(Items from a data source)

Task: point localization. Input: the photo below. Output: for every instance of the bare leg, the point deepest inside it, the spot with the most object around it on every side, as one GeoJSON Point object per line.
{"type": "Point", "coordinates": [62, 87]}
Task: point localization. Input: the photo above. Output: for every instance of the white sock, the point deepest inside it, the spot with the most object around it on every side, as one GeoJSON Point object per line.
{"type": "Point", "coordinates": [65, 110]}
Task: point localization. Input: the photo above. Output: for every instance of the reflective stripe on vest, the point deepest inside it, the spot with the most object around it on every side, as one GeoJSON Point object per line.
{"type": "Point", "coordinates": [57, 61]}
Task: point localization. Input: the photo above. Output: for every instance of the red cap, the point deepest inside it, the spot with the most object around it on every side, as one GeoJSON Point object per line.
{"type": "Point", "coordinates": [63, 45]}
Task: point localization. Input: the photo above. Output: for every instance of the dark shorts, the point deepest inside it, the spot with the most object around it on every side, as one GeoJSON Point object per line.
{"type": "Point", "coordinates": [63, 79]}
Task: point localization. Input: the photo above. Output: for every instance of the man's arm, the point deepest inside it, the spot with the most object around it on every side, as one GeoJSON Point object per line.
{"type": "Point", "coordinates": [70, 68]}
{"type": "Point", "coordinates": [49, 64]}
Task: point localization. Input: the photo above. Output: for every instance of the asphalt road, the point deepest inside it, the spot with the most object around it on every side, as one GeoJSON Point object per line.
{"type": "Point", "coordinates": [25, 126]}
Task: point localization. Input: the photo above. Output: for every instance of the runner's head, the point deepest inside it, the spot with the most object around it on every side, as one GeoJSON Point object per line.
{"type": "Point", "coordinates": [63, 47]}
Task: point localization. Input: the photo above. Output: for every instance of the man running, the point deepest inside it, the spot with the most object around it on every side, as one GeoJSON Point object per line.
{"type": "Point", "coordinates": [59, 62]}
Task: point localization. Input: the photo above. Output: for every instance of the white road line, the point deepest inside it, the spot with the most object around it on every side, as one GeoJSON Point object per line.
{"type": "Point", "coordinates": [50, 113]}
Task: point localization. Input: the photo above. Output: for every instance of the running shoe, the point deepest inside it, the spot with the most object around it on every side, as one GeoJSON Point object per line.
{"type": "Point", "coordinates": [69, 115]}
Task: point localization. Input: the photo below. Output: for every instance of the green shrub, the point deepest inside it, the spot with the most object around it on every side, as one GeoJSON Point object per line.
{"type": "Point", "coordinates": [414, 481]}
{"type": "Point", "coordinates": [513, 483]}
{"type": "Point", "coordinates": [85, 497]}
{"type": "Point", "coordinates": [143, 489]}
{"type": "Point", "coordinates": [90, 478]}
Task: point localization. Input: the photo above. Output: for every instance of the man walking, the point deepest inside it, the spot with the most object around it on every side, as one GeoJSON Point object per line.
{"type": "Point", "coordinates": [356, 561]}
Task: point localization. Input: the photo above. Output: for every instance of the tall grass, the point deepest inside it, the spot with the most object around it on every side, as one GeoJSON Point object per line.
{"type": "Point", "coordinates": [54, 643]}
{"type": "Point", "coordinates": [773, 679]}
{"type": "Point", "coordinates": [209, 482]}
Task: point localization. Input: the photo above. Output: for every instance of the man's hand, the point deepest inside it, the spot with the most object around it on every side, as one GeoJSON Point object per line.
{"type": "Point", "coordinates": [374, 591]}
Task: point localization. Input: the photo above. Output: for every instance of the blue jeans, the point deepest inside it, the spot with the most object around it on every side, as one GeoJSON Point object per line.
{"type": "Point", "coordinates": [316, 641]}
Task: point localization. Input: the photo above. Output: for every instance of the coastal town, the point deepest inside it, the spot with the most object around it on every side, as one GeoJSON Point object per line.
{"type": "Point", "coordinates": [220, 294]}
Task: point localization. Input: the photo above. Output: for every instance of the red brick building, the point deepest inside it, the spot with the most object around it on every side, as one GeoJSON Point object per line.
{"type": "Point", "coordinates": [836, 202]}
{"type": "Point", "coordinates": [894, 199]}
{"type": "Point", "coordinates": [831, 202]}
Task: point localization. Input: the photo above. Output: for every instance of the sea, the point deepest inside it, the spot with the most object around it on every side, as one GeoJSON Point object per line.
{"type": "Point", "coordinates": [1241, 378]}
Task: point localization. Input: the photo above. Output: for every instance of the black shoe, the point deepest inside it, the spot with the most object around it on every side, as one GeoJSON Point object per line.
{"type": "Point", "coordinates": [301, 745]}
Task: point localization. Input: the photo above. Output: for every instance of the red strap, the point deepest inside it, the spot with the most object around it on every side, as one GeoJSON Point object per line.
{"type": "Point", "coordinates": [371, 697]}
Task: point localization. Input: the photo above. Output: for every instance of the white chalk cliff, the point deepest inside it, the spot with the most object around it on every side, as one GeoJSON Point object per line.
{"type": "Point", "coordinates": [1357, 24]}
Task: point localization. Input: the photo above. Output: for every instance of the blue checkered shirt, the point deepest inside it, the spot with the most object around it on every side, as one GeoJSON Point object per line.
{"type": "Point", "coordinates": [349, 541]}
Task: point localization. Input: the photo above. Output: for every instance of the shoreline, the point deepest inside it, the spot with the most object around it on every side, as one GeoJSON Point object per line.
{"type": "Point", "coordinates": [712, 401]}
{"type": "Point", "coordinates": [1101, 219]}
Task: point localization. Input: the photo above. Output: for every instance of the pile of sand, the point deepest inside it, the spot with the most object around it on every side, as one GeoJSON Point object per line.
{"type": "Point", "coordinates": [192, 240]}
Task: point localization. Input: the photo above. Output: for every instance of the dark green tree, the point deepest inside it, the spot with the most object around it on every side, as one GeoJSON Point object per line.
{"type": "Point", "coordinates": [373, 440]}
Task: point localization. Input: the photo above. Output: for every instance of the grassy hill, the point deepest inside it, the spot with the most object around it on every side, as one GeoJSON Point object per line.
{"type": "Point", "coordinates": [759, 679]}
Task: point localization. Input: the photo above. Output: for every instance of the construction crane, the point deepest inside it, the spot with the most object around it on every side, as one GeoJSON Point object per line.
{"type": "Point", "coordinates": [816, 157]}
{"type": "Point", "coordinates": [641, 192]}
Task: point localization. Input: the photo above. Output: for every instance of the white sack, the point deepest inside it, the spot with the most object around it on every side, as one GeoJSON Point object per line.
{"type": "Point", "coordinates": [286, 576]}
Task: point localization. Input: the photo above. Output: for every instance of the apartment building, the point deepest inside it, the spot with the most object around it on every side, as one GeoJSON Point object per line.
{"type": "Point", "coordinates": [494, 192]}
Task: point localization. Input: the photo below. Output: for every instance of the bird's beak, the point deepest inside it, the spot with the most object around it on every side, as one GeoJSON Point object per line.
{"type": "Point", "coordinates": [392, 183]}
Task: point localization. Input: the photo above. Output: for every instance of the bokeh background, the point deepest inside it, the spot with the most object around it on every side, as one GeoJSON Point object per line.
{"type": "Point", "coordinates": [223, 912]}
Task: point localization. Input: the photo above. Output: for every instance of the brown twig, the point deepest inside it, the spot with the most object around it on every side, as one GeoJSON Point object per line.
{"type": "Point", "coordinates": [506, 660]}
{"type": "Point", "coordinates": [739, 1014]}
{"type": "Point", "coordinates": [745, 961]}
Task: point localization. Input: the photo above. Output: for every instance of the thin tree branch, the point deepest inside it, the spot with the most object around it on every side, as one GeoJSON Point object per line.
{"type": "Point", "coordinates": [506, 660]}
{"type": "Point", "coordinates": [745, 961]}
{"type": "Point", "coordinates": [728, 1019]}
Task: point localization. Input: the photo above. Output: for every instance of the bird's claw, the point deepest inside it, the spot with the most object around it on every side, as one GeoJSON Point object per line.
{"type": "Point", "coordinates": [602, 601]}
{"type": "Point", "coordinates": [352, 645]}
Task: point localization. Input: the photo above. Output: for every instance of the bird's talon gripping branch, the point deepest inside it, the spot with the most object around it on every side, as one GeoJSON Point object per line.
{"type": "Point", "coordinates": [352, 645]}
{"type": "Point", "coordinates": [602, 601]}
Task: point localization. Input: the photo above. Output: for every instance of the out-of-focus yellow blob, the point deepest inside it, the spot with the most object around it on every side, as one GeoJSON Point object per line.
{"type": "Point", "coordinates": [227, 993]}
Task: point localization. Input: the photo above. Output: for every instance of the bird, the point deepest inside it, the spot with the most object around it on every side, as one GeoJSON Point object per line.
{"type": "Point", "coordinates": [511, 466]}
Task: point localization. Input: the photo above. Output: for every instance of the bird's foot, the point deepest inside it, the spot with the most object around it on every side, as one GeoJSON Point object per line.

The task:
Copy exactly the lines above, from the one containing "bird's claw, the" through the very last line.

Final result:
Task: point localization. Input: the photo above. Output: for every instance of the bird's claw, the point deepest inside it, the spot with the most object around it on every side, as one GeoJSON Point object per line.
{"type": "Point", "coordinates": [602, 601]}
{"type": "Point", "coordinates": [352, 645]}
Task: point localization. Input: the photo above. Output: for every instance of the bird's talon gripping branch, the point deepest inside it, the spot with the most object around it on every side, as one GeoJSON Point object per line.
{"type": "Point", "coordinates": [352, 645]}
{"type": "Point", "coordinates": [602, 601]}
Task: point localization. Input: the photo above. Output: for every instance of the out-of-focus yellow blob, the point deepest inside it, the spot with the most object around it on every side, as one GeoJSON Point object per line.
{"type": "Point", "coordinates": [227, 993]}
Task: point localization. Input: the photo above. Output: for every instance of the bird, the point deepest inside it, the spot with the most object around it on every side, as one GeoJSON Point object per line.
{"type": "Point", "coordinates": [511, 466]}
Task: point localization. Input: the photo above. Output: for every instance of the bird's foot, the point deepest inside it, the spot with the most object around it on every side, as one GeoJSON Point object per line.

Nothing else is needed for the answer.